PASAJE PROPORCIONADO -
Por Bea Bosio, beabosio@aol.com
Se llamaba Gildo Roberto Arias y tenía una manera de articular las palabras que lo hacía un ser memorable e irrepetible, de esos que cuando surgen, perduran en la memoria colectiva de los pueblos para siempre.
Con un anecdotario infinito avivado por su amor a la lectura, Roberto iba tejiendo sus historias con arte. Era el convidado favorito en las mesas de varios puntos del país, y por excelencia en su Santaní natal, donde todos conocían de su don extraordinario que no superaba nadie. Y era tal su cualidad oratoria, que cuando alguien fallecía en el pueblo se esperaba que don Roberto apareciera frente a la cruz principal del cementerio para rendir un homenaje al muerto. Como si sus palabras hicieran justicia a la gravedad del momento, aliviando el duelo.
Experto en payadas, era una gloria verlo en medio de las peñas emocionando con la voz sentida en cada verso:
“Creía pertenecer a tu mundo y a tus cosas y no sabía qué ceremoniosamente lejos estaban. Todo lo tuyo no pertenecía a ese mundo que, tonto, yo soñaba; qué alegre me sentí con tus cabellos, con tu rostro, que mis manos inundaban, pero vinieron palomas y cortaron el vuelo que en tus sueños yo estrenaba, quizás mejor así, para no verte, certeramente lejos, a la distancia, son tan chicas mis cosas en tu mundo que hoy yo sé que lo mío no te alcanza, solo tengo un montón de rimas tontas, una angustia de amor en la palabra, unas ganas tremendas de quererte, y un adiós prendido en mi guitarra…”.
Tanto daba que lo hiciera en español o en guaraní, si las rimas que aprendía le brotaban desde el fondo del alma. Don Roberto nunca se casó. Vivía con su madre y la cuidaba. Pero cuentan los amigos que rompía corazones cuando de joven iba de blanco inmaculado a las fiestas patronales y a las del Gimnasio Municipal. Tenía un reloj enchapado en oro y los ojos azules, que hacían juego con el anillo de zafiro que adornaba su dedo anular.
Buscador de tesoros profesional, su obsesión profunda era el oro de las carretas que en la Guerra Grande había conducido el mismísimo general Resquín.

TAREAS PROPUESTAS -
a - Indica si cada afirmación concuerda con el texto sobre Roberto Arias, respondiendo sí o no y citando las palabras del texto que lo deciden: (i) Roberto se casó siendo joven. (ii) Roberto vivía con su madre. (iii) Roberto tenía los ojos verdes.
b - Resume en dos oraciones el texto sobre Roberto Arias.
c - Reescribe el fragmento del texto sobre Roberto Arias que comienza en "Por Bea Bosio, beabosio@aol.com" y termina con "pueblos para siempre.", cambiando "memorable" por "inolvidable".

MATERIAL PROPORCIONADO -

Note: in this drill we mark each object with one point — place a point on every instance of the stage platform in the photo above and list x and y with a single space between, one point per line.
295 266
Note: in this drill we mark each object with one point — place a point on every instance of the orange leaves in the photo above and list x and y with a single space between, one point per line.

RESULTADOS DEL EJERCICIO -
a -
(i) No: "Don Roberto nunca se casó."
(ii) Sí: "Vivía con su madre y la cuidaba."
(iii) No: "los ojos azules"

b - Gildo Roberto Arias fue un orador y payador memorable, natural de Santaní, cuyas historias, avivadas por su amor a la lectura, lo convertían en el invitado favorito de muchas mesas, y de quien se esperaba que rindiera homenaje a cada muerto del pueblo frente a la cruz principal del cementerio. Nunca se casó, vivía con su madre y la cuidaba, y como buscador de tesoros profesional lo obsesionaba el oro de las carretas que el general Resquín había conducido en la Guerra Grande.

c -
Por Bea Bosio, beabosio@aol.com
Se llamaba Gildo Roberto Arias y tenía una manera de articular las palabras que lo hacía un ser inolvidable e irrepetible, de esos que cuando surgen, perduran en la memoria colectiva de los pueblos para siempre.